__Task details__.
Write out the records below word for word, line by line, omitting the pictures.

Point-based annotation data
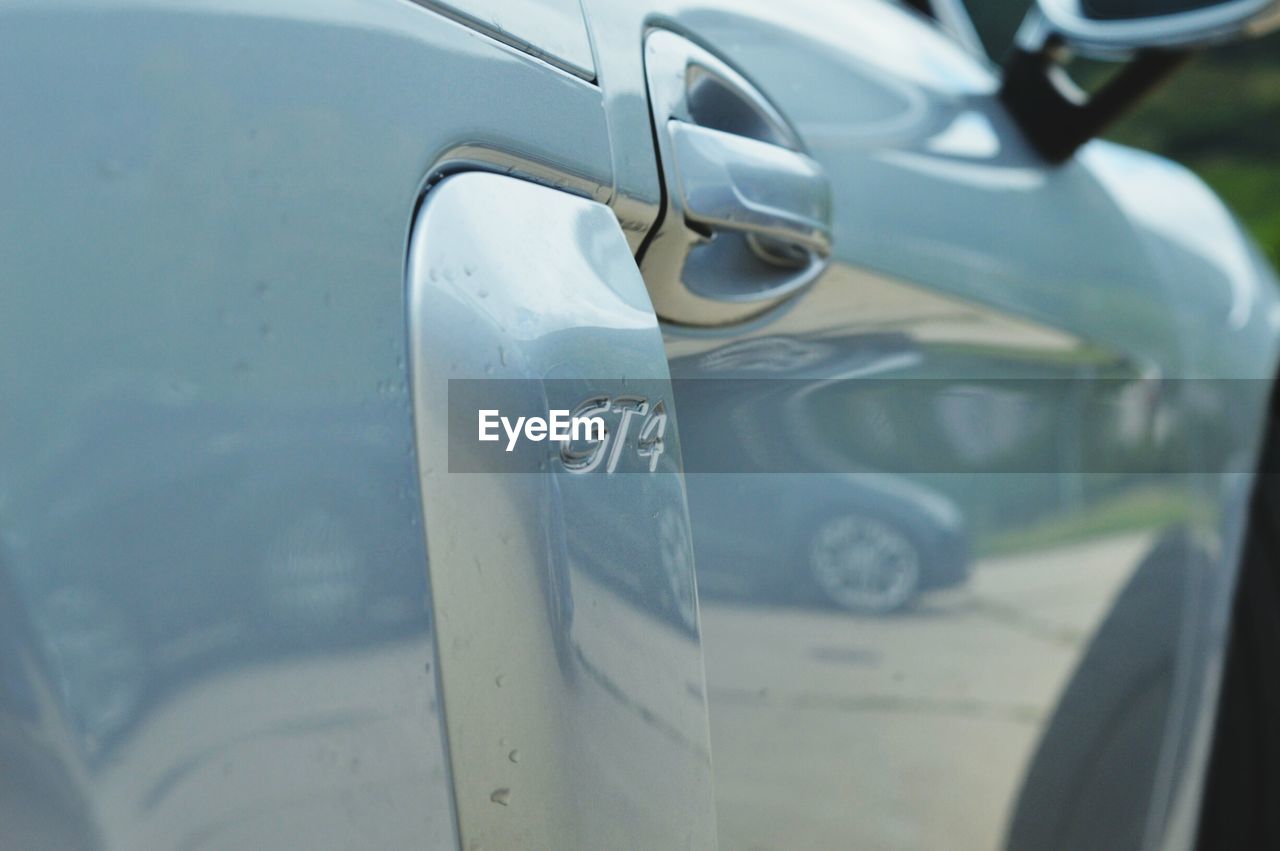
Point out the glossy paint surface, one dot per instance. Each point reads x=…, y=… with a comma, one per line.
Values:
x=574, y=685
x=214, y=580
x=215, y=573
x=1059, y=695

__The completed task__.
Point out the glossy paint surface, one dot per instance. Each point reads x=…, y=… with a comma, one per line.
Values:
x=574, y=685
x=214, y=580
x=215, y=573
x=1059, y=695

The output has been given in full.